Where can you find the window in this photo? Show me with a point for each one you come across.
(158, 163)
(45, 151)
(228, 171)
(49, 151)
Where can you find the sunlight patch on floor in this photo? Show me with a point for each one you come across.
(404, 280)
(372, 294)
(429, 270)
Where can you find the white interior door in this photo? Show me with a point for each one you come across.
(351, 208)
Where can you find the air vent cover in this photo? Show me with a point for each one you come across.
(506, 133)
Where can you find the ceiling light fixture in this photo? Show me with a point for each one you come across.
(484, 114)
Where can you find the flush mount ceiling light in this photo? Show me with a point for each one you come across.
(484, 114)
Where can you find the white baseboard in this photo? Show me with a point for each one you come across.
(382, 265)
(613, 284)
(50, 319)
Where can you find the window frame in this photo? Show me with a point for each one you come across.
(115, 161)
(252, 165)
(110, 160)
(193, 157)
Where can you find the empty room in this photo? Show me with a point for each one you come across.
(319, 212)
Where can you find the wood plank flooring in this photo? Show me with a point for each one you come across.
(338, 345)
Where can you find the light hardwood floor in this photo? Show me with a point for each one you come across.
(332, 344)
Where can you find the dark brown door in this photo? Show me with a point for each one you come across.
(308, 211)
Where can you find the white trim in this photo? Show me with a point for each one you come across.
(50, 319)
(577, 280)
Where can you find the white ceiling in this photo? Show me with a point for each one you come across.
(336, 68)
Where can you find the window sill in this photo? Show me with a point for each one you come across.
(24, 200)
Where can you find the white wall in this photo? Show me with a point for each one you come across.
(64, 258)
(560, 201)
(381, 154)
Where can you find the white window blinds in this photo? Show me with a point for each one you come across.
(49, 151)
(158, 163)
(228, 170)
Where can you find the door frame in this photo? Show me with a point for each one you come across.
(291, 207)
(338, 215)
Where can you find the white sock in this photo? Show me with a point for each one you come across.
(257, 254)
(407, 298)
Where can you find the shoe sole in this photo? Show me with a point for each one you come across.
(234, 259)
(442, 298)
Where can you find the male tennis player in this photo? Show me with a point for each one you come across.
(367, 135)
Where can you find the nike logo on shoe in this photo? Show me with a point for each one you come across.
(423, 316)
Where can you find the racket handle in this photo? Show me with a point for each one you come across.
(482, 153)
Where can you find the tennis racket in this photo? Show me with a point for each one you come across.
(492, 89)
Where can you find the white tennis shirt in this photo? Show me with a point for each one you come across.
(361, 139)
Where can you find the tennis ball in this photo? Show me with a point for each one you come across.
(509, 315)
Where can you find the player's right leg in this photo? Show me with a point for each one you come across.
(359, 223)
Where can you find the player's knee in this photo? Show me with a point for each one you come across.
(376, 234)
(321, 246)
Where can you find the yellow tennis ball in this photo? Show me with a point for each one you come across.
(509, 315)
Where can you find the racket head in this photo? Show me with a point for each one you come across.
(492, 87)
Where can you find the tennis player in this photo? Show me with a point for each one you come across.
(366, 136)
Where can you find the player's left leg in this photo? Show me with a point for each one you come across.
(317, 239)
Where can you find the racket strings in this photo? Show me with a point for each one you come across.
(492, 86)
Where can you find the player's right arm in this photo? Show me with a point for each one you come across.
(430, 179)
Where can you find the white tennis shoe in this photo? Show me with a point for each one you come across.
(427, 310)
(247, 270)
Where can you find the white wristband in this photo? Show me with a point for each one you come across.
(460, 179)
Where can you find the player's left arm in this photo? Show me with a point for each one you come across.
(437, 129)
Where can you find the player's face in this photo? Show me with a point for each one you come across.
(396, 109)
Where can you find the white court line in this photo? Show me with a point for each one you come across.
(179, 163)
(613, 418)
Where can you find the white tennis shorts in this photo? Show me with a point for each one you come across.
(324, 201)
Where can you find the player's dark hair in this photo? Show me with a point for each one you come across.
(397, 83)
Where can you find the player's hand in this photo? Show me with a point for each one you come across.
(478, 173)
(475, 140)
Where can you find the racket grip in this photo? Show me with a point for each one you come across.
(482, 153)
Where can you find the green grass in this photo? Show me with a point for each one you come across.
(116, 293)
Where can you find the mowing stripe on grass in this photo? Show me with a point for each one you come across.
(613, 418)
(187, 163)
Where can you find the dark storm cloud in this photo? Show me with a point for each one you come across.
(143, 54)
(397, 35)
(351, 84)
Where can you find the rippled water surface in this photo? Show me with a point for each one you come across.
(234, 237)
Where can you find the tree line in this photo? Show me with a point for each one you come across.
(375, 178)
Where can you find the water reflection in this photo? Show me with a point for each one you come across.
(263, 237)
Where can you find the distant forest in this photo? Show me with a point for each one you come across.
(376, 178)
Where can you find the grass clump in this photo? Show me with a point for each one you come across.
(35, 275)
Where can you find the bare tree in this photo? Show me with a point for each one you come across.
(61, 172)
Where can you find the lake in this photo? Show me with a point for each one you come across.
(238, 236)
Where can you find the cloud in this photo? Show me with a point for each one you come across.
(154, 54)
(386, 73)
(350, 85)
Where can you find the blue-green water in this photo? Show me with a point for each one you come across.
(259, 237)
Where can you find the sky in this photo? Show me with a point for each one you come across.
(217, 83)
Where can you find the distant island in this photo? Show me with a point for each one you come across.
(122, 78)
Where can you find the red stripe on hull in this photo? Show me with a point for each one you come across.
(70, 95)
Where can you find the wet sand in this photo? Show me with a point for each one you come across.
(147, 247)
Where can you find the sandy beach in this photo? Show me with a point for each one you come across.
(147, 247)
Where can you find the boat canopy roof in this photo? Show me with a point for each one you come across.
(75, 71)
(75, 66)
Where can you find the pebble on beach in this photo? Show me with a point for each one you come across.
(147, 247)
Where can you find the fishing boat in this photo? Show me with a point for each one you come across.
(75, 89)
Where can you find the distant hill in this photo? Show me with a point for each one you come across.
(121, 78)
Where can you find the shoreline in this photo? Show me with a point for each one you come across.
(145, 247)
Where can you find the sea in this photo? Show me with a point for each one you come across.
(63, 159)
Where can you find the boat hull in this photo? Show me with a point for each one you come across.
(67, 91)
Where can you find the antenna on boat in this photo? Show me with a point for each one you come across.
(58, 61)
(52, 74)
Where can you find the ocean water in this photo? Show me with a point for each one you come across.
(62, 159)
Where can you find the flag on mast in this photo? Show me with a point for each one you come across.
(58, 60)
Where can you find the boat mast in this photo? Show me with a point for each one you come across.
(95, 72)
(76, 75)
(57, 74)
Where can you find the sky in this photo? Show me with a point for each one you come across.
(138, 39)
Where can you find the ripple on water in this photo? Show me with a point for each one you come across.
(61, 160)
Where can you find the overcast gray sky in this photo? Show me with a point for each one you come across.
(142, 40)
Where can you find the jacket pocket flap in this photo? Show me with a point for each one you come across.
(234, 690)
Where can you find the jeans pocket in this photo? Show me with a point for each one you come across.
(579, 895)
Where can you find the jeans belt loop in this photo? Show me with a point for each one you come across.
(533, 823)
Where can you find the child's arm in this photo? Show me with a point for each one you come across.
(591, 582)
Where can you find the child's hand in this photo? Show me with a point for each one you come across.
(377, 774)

■ **DIRECTIONS**
All entries should be restated word for word.

■ **SOLUTION TO THE PROBLEM**
Where can you find the window in this photo? Show me with a point for each one you come across.
(158, 163)
(45, 151)
(228, 171)
(49, 151)
Where can you find the sunlight patch on floor in this photo? Show me with a point for each one you come across.
(404, 280)
(372, 294)
(429, 270)
Where can you find the white interior door in this photo? Show me with a point for each one you come across.
(351, 208)
Where can you find the air vent cover in this photo? Show me with a point for each one you come across.
(506, 133)
Where can you find the ceiling light fixture in this photo? Show me with a point for each one you come across.
(484, 114)
Where can you find the flush mount ceiling light in this photo? Show me with a point for each one you come across.
(484, 114)
Where can you find the white baseboard in this photo? Show me with a point for each one you come across.
(382, 265)
(613, 284)
(50, 319)
Where can you find the window frame in this photo? Show me with a point for each one you come across.
(115, 161)
(252, 165)
(110, 160)
(193, 157)
Where can you find the empty room in this photo? Show me with a point for each one you come across.
(319, 212)
Where can you find the wood plank flooring in this photo? Show me with a point for each one you come across.
(338, 345)
Where can you find the light hardwood floor in this photo? Show me with a point for each one you come across.
(332, 344)
Where can you find the dark brown door in this photo? Show me with a point for each one you come across.
(308, 211)
Where can you find the white trim in this photo? Show me with a point for each one you come across.
(50, 319)
(577, 280)
Where can you find the white ceiling in this photo? Show me with a point for each one you come across.
(336, 68)
Where can you find the window sill in this photo? Show me with a point for each one you come across.
(24, 200)
Where can you find the white wall in this photo? Show me with a point for each one you come across.
(64, 258)
(560, 201)
(381, 154)
Where can you find the white window blinds in this photo? Show me with a point for each one you come across.
(49, 151)
(158, 163)
(228, 170)
Where can you find the door frame in this photo? Show me with a point for each one you come across.
(291, 207)
(338, 215)
Where can you find the white sock in this photo? Show me with a point for each one you come across.
(257, 254)
(407, 298)
Where can you find the shoe sole in this photo? Show me with a point for each one you come across.
(234, 259)
(442, 298)
Where can you find the male tennis player in this photo? Show me with a point for each one you come across.
(367, 135)
Where can you find the nike logo on shoe in this photo? Show me with a point for each one you come across.
(423, 316)
Where can you find the racket handle in this photo? Show me with a point for each one you come across.
(482, 153)
Where can you find the tennis racket in this photo? Show me with a point for each one you come across.
(492, 89)
Where can you find the white tennis shirt in this photo? Show me with a point for each one you come across.
(361, 139)
Where can you find the tennis ball in this photo? Show me with a point for each one you come across.
(509, 315)
Where can you find the player's right leg in this photo? Show me with a point for each one you come across.
(359, 223)
Where can you find the player's knee in this photo? Show me with a point for each one you come across.
(376, 234)
(321, 246)
Where can you find the yellow tennis ball in this photo? Show me with a point for each one you come across.
(509, 315)
Where can you find the racket head in this photo? Show me with a point for each one you come across.
(492, 87)
Where can you find the tennis player in this photo? Show me with a point for each one you come across.
(366, 136)
Where can you find the player's left leg in this photo? Show me with a point for each one you come across.
(317, 239)
Where can you find the racket strings in this photo? Show me with a point for each one you come across.
(492, 86)
Where can you find the player's right arm in this photo? Show me with a point for each one you come across.
(430, 179)
Where can you find the white tennis shoe in this photo? Show me with a point for each one you come across.
(427, 310)
(247, 270)
Where can you find the white wristband in this photo? Show me with a point for each one you come across.
(460, 179)
Where can you find the player's left arm in this photo? Show me with a point for each one you come across.
(437, 129)
Where can you find the player's face in this photo? Show me with a point for each one you come across.
(396, 109)
Where can you find the white court line in this photo? Show me with a point for each one you come across.
(179, 163)
(613, 418)
Where can you find the white tennis shorts in this photo? Show me with a point for each one you come across.
(324, 201)
Where can you find the player's dark hair in this photo? Show me with a point for each one you come across.
(397, 83)
Where can you find the player's hand in this photo? Show me with a point for each one you come across.
(478, 173)
(475, 140)
Where can you find the racket grip in this photo? Show me with a point for each one you come across.
(482, 153)
Where can you find the green grass in this photo? Show me with a point for each one you come across.
(116, 293)
Where can you find the mowing stripe on grass in this photo? Show me with a point for each one you come across.
(613, 418)
(187, 163)
Where can you find the dark storm cloud in this photo? Show me with a point for each one you come across.
(143, 54)
(397, 35)
(351, 84)
Where can you find the rippled water surface in this photo? Show me with a point for each one you come across.
(234, 237)
Where can you find the tree line in this photo? Show me with a point for each one you come across.
(375, 178)
Where can you find the water reflection in this photo? Show me with a point for each one you come across.
(263, 237)
Where can you find the distant forest in this photo? Show me with a point for each one you come across.
(376, 178)
Where can you find the grass clump in this photo? Show me with a point for each one you come across.
(35, 275)
Where can you find the bare tree in this photo? Show me with a point for each one you come across.
(61, 172)
Where can you find the lake in this photo? Show me with a point for each one you come across.
(238, 236)
Where can you find the cloud in this photo? Show me with a point for each one you come across.
(154, 54)
(386, 73)
(350, 85)
Where can you find the blue-green water in this photo? Show me with a point for each one you come across.
(259, 237)
Where can you find the sky in this photo? Show me with a point for each one you come across.
(217, 83)
Where can you find the distant island in this photo? Show me with a point for each one you come across.
(122, 78)
Where can you find the red stripe on hull in this photo? Show me with a point for each one you come across.
(70, 95)
Where can you find the wet sand in this photo? Show me with a point for each one you come across.
(147, 247)
Where can you find the sandy beach in this photo? Show me with a point for each one you come across.
(147, 247)
Where can you find the boat canopy roof in this photo? Show me with a point for each one you come across.
(75, 71)
(75, 66)
Where can you find the pebble on beach in this photo? Show me with a point for each one you come across.
(147, 247)
Where can you find the fishing boat in this photo? Show me with a point for each one you come across.
(75, 89)
Where can you find the distant hill in this photo? Show me with a point for each one you come across.
(121, 78)
Where can you find the shoreline in this photo? Show me with a point for each one you come across.
(145, 247)
Where can you find the sea in this photo? Show me with a point for each one you come across.
(63, 159)
Where can you find the boat hull in this photo? Show me with a point for each one you come across.
(67, 91)
Where can you find the antenna on boat in this photo? Show me with a point for each one you come across.
(58, 61)
(52, 74)
Where can you find the ocean water in this photo? Show me with a point for each one you come across.
(62, 159)
Where can you find the flag on mast in this photo? Show me with a point for each one you come across.
(58, 60)
Where can you find the boat mast in this photo? Show me with a point for each one you come across.
(95, 72)
(76, 75)
(57, 74)
Where can you find the sky in this photo? Show me with a point for each one you come across.
(138, 39)
Where can you find the ripple on water in this photo? Show me with a point for each one you come across.
(61, 160)
Where can you find the overcast gray sky in this photo? Show me with a point for each one you come across.
(142, 40)
Where can you find the jacket pocket flap in this photo? Show me with a point for each one you come across.
(234, 690)
Where can you find the jeans pocket in this photo? Show me with a point for each one you come across.
(579, 895)
Where can you find the jeans belt loop in this photo? Show me with a point for each one you come across.
(533, 823)
Where can you find the child's arm in this photo? Show me with a point for each one you come across.
(591, 582)
Where can you find the child's hand in this photo? Show me with a point for each one you come across.
(377, 774)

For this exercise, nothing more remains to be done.